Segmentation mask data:
BEGIN

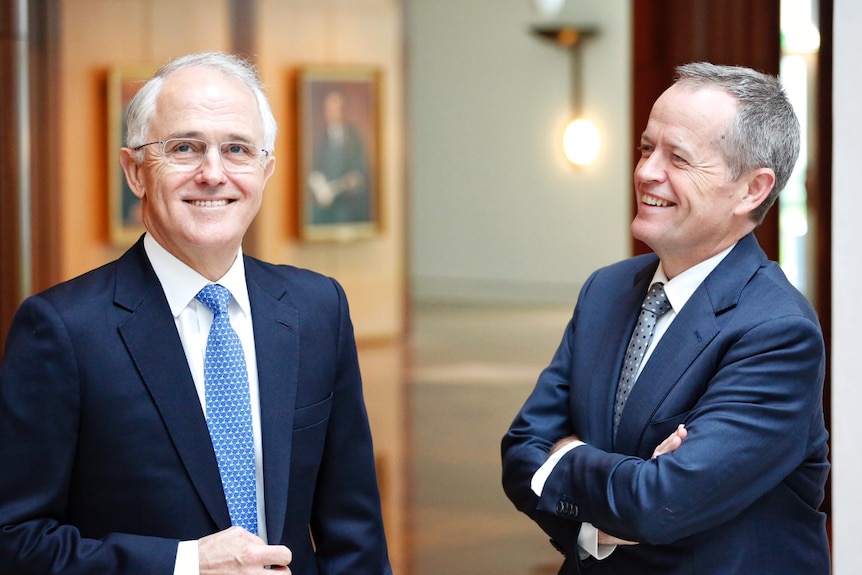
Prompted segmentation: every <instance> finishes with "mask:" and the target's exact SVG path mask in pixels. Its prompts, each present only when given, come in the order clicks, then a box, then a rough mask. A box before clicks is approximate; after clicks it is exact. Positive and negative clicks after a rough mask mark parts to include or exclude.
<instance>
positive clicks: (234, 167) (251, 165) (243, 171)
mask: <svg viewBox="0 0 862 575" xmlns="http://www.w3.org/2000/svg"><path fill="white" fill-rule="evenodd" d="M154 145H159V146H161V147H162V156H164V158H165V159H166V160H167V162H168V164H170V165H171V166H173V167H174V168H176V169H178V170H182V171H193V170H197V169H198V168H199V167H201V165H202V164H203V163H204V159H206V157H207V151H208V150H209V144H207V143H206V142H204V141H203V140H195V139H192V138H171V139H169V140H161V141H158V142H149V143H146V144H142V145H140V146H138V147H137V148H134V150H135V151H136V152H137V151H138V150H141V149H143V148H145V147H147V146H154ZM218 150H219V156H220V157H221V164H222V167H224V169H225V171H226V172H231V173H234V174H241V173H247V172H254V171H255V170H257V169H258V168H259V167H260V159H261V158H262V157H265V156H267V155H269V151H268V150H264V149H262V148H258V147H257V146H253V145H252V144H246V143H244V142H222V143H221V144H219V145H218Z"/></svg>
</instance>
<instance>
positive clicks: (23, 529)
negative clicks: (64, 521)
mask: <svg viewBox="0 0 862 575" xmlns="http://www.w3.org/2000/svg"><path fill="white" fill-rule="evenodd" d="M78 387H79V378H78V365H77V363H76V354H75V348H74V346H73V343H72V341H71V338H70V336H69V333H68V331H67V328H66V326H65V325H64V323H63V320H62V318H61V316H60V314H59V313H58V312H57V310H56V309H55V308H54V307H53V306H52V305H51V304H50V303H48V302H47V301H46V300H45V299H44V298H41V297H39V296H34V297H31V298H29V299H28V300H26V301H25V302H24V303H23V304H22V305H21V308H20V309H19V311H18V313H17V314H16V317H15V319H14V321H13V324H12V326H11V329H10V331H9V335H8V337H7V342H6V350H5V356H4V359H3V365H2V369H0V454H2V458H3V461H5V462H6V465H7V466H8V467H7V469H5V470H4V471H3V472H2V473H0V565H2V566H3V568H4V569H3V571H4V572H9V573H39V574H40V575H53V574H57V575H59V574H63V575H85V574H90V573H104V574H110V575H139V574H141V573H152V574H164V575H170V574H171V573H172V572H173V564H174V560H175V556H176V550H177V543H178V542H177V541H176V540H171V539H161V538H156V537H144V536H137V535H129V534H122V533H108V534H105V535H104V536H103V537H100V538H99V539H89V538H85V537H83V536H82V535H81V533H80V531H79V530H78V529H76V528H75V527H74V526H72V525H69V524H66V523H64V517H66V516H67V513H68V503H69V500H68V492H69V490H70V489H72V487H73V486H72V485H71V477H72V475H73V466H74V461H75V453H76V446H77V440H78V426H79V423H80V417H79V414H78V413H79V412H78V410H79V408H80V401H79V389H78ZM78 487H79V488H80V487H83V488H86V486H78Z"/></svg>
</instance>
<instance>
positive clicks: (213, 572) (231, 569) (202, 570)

END

__Task instructions__
I'd like the records above given again exactly, please, without the pictures.

__Exercise response__
Prompted segmentation: every <instance> finishes with "mask:" and the target's exact SVG path mask in pixels. Its prompts, each present only when given, come in the order clicks, then a box, then a rough mask. A box before clicks is approximate; after clicks it is exact. Positive and negative clicks after a rough mask mark parts to include or exclude.
<instance>
positive clicks: (234, 167) (251, 165) (243, 171)
mask: <svg viewBox="0 0 862 575" xmlns="http://www.w3.org/2000/svg"><path fill="white" fill-rule="evenodd" d="M154 145H159V146H161V147H162V156H164V158H165V159H166V160H167V162H168V164H170V165H171V166H173V167H174V168H176V169H178V170H182V171H193V170H197V169H198V168H199V167H201V165H202V164H203V163H204V159H206V157H207V151H208V150H209V144H207V143H206V142H204V141H203V140H195V139H192V138H171V139H169V140H161V141H158V142H149V143H146V144H142V145H140V146H138V147H137V148H134V150H135V151H136V152H137V151H138V150H141V149H143V148H145V147H147V146H154ZM218 150H219V156H220V157H221V164H222V167H224V169H225V171H226V172H231V173H234V174H241V173H247V172H254V171H255V170H257V169H258V168H259V167H260V159H261V158H262V157H265V156H267V155H269V151H268V150H264V149H262V148H258V147H257V146H253V145H252V144H246V143H244V142H222V143H221V144H219V145H218Z"/></svg>
</instance>
<instance>
positive clicks: (23, 529)
negative clicks: (64, 521)
mask: <svg viewBox="0 0 862 575" xmlns="http://www.w3.org/2000/svg"><path fill="white" fill-rule="evenodd" d="M78 387H79V378H78V365H77V363H76V354H75V348H74V346H73V343H72V341H71V338H70V336H69V333H68V331H67V328H66V326H65V325H64V323H63V320H62V318H61V316H60V314H59V313H58V312H57V310H56V309H55V308H54V307H53V306H52V305H51V304H50V303H48V302H47V301H46V300H45V299H44V298H41V297H39V296H34V297H31V298H29V299H28V300H26V301H25V302H24V303H23V304H22V305H21V308H20V309H19V311H18V313H17V314H16V317H15V319H14V321H13V324H12V326H11V329H10V331H9V335H8V337H7V342H6V350H5V356H4V359H3V365H2V369H0V454H2V458H3V461H5V462H6V465H7V466H8V467H7V469H5V470H4V471H3V472H2V473H0V565H2V566H3V568H4V569H3V571H4V572H9V573H39V574H40V575H53V574H57V575H59V574H63V575H85V574H90V573H104V574H110V575H139V574H141V573H152V574H164V575H170V574H171V573H172V572H173V564H174V560H175V556H176V550H177V543H178V542H177V541H176V540H171V539H161V538H156V537H144V536H137V535H129V534H122V533H108V534H105V535H104V536H103V537H100V538H99V539H89V538H85V537H83V536H82V535H81V533H80V531H79V530H78V529H76V528H75V527H74V526H72V525H69V524H66V523H64V517H66V516H67V513H68V503H69V500H68V492H69V490H70V489H72V487H73V486H72V485H71V477H72V475H73V466H74V461H75V453H76V446H77V440H78V426H79V423H80V417H79V414H78V413H79V412H78V410H79V408H80V401H79V389H78ZM78 487H79V488H80V487H83V488H86V486H78Z"/></svg>
</instance>
<instance>
positive clicks: (213, 572) (231, 569) (202, 570)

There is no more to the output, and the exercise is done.